_Dataset content_

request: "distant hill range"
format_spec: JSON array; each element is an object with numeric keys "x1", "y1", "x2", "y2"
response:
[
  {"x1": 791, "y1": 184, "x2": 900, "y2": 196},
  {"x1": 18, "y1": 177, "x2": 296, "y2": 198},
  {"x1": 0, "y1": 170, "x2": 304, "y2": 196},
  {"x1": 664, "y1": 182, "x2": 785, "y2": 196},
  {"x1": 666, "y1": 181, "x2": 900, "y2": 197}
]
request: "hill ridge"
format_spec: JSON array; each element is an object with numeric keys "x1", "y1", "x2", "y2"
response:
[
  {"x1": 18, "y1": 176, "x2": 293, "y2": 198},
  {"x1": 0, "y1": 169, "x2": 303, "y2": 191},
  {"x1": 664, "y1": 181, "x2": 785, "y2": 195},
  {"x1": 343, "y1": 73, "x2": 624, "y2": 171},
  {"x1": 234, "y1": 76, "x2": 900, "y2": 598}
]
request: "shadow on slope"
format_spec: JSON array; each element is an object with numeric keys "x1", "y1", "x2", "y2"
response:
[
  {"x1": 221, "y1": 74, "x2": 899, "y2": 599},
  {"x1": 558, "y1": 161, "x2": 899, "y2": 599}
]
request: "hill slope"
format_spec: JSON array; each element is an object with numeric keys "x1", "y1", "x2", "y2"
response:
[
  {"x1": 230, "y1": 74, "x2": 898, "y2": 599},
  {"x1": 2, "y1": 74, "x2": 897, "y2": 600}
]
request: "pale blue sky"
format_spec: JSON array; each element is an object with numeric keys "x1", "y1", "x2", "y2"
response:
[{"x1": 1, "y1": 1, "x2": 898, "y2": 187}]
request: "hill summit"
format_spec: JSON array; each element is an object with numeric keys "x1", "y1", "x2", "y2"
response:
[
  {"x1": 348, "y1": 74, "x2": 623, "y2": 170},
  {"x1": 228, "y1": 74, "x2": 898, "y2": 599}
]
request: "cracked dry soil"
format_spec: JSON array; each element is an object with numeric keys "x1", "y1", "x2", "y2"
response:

_Directions_
Your response needs to restate the lines above exactly.

_Exercise output_
request: "distant hill range"
format_spec: JSON array; each element is an object with numeric keys "x1", "y1", "x2", "y2"
response:
[
  {"x1": 791, "y1": 184, "x2": 900, "y2": 196},
  {"x1": 18, "y1": 177, "x2": 296, "y2": 198},
  {"x1": 0, "y1": 170, "x2": 304, "y2": 196},
  {"x1": 664, "y1": 182, "x2": 785, "y2": 196},
  {"x1": 666, "y1": 181, "x2": 900, "y2": 197}
]
request: "hill ridge"
format_spec: JSON array; each element is an object with numeric keys "x1", "y1", "x2", "y2"
response:
[
  {"x1": 18, "y1": 176, "x2": 293, "y2": 198},
  {"x1": 0, "y1": 169, "x2": 303, "y2": 191},
  {"x1": 664, "y1": 181, "x2": 785, "y2": 195},
  {"x1": 343, "y1": 73, "x2": 624, "y2": 171},
  {"x1": 234, "y1": 76, "x2": 900, "y2": 598}
]
request: "shadow on slope"
format_spec: JSON array; each element is an object with numeric keys "x1", "y1", "x2", "y2"
response:
[
  {"x1": 221, "y1": 74, "x2": 899, "y2": 599},
  {"x1": 558, "y1": 161, "x2": 899, "y2": 599}
]
request: "hill slope"
format_spec: JSON array; each element is an object with numeric keys "x1", "y1", "x2", "y2"
response:
[
  {"x1": 230, "y1": 74, "x2": 898, "y2": 599},
  {"x1": 2, "y1": 74, "x2": 897, "y2": 600}
]
request: "pale blue sky"
format_spec: JSON array; each element is an object with numeric keys "x1", "y1", "x2", "y2"
response:
[{"x1": 1, "y1": 1, "x2": 898, "y2": 187}]
request: "hill summit"
format_spec: JSON array; each element is an object with numeric keys "x1", "y1", "x2", "y2"
response:
[
  {"x1": 348, "y1": 74, "x2": 623, "y2": 170},
  {"x1": 228, "y1": 74, "x2": 898, "y2": 599}
]
request: "cracked dry soil"
format_spec: JSON array; each element is an object with numeric keys "x1", "y1", "x2", "y2"
response:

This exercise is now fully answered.